Text shown section start

Overcoming obstacles with Optimism

Posts tagged ‘childhood dreams’

The Easter Bunny, Tooth Fairy and A 5K

Quote from the movie Polar Express:

Hobo: What exactly is… is your persuasion on the Big Man, since you brought him up?

The Boy: Well, I… I want to believe… but…

Hobo: But you don’t want to be bamboozled. You don’t want to be led down the primrose path! You don’t want to be conned or duped. Have the wool pulled over your eyes. Hoodwinked! You don’t want to be taken for a ride. Railroaded!

Hobo continues: Seeing is believing. Am I right?

Thank you Morgue File for the use of this Easter Bunny photo.

“If you do not believe, you will not receive.”  I grew up hearing these words.  It seems as we grow older, reality becomes easier to focus on while childhood dreams and imaginations fade away.  When you are young, you do not question the joys you experience.  You wake on a special day and find gifts left where you expected them.  Your mystical imagination is rewarded.  You continue to believe, without ever doubting, the Easter bunny will magically hide eggs and the Tooth Fairy will know you have lost a tooth.  As you grow older, reality chips away at these fun and festive experiences.  My dreams and imagination are no longer centered on a loose tooth; rather, I look at a pair of new running shoes and hold this same mystical fascination that these may be the pair to carry me across a 5K’s finish line.

Text shown section end

• Exercise instructions:
1/ In the post about the Easter Bunny, Tooth Fairy and a 5K, what words did the writer grow up hearing?
2/ Continue the post about the Easter Bunny, Tooth Fairy and a 5K, starting after its last sentence.
The data after this point is separate material, unrelated to the post.

Exercise data section start

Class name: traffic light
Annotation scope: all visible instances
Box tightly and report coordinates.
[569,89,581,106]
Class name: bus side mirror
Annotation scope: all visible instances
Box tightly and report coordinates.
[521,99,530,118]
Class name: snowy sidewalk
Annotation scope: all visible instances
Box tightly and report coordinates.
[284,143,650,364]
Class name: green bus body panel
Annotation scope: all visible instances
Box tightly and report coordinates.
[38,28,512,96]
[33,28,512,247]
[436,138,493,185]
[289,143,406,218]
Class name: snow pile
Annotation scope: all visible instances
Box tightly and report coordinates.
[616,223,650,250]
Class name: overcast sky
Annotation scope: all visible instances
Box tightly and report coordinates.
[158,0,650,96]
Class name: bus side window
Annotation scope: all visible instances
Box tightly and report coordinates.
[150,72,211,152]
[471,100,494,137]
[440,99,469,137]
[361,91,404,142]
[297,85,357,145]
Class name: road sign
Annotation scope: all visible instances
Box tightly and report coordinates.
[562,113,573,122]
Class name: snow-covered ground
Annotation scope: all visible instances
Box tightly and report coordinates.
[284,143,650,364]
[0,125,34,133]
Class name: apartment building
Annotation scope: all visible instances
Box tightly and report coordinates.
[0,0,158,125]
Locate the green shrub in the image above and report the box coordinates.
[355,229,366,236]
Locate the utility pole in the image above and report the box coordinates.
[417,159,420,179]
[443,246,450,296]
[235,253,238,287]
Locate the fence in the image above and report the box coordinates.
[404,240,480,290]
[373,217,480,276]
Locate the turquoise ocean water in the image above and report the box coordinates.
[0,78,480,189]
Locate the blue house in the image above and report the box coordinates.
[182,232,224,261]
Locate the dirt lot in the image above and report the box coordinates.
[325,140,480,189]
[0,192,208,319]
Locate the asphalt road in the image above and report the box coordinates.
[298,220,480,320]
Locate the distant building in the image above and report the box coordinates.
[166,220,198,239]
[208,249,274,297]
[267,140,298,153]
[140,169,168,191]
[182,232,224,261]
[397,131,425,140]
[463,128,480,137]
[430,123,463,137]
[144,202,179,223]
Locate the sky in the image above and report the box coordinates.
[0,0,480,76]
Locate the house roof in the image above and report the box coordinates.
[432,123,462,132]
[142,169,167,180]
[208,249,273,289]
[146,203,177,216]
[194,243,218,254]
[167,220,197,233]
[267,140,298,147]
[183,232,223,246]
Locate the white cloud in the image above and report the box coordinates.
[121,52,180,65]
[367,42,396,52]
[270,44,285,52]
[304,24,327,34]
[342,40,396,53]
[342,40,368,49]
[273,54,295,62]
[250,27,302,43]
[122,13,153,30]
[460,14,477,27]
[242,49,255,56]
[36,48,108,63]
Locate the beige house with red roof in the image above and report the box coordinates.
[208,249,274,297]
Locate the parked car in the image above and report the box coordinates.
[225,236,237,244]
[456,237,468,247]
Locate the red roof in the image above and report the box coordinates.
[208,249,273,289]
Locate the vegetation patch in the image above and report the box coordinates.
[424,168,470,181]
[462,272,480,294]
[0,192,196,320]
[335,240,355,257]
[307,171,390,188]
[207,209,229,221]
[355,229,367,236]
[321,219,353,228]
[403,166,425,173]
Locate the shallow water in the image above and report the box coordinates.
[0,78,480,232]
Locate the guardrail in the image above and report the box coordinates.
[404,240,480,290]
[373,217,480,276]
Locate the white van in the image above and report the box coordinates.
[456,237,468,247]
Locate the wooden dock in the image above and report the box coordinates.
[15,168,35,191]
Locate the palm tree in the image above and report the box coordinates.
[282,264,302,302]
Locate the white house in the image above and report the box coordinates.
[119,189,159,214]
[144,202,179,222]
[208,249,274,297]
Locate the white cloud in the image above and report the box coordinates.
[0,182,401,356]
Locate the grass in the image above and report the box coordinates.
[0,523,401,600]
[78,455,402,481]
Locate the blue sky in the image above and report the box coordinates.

Exercise data section end
Exercise data section start

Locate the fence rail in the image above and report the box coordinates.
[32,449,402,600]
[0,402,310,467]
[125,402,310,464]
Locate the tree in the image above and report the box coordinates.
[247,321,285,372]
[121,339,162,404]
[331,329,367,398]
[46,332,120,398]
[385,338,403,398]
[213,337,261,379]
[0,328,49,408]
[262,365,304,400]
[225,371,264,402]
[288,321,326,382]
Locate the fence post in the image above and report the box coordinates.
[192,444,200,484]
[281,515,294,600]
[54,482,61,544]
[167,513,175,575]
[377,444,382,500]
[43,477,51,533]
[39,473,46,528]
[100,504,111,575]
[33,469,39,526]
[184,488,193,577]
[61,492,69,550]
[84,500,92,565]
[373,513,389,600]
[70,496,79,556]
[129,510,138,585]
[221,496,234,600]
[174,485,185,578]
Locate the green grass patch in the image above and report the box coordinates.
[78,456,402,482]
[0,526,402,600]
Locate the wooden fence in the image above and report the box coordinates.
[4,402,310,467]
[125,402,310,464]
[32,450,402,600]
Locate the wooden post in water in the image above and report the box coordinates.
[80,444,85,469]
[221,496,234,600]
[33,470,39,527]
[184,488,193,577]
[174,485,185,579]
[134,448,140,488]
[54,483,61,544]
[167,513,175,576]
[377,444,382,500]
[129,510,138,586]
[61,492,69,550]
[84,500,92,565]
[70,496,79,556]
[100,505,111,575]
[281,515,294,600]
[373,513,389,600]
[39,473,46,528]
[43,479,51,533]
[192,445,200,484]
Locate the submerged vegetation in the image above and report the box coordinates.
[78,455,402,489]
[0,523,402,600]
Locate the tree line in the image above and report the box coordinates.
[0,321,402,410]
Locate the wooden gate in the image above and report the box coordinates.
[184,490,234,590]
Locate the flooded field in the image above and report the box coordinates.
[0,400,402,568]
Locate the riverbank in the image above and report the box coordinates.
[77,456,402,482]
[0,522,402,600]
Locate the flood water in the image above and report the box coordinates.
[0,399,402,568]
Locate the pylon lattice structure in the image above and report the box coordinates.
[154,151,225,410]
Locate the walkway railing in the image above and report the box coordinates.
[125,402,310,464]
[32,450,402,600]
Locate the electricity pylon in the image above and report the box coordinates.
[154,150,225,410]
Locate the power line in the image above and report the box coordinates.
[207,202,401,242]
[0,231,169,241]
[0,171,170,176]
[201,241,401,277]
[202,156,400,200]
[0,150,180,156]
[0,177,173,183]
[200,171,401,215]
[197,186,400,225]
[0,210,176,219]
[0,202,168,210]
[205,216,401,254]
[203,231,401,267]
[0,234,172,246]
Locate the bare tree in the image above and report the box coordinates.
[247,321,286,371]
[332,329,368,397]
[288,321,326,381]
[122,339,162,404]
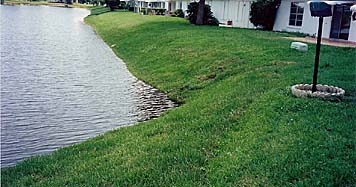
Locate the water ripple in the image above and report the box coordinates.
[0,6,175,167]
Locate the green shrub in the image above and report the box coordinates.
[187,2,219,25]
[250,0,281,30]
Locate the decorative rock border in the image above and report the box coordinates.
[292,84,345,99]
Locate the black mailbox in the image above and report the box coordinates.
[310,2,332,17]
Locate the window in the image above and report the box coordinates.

Exercise data section end

• Answers for this exercise:
1/ "If you do not believe, you will not receive."

2/
I had a stroke in 2003.  I was twenty-seven.  I spoke with a doctor shortly after waking up.  It was then I learned I may never walk independently again.  It was with those words I promised myself I would work as hard as I could to once again walk alone.  I was slow and cautious, but I walked by myself out the hospital doors.  Now I walk at least three miles a day to keep up my strength and coordination.  Yet, with all of this walking, I still am unable to run more than a block.  I should be thrilled with a block I know.  Still, I want to continue pushing myself to regain the abilities the stroke stole from me.  The muscle groups no longer work together to allow me to run, but I work hard to try anyway.  Whether I make it two strides or two driveways, I constantly work to reach this next milestone.  I still dream of what others claim is not a reality.

Realistically, new shoes will not allow me to run the 3.1 miles I dream of. New shoes will not offer the security I will never fall again. They will not prevent my toe from dropping causing it to catch and me to fall. Yet, I like to dream the chance of running a 5K is a reality. I like to make-believe the Easter bunny will be dropping off a basket of exquisite dark chocolates in a fun Easter basket.  I hope the Tooth Fairy will not oversleep next time my little ones lose a molar. There is something fun, hopeful and exciting when we allow ourselves to suspend our disbelief and cherish our dreams.  Dreams, sometimes unrealistic, can once again be real…even if only within the magic of our imaginations.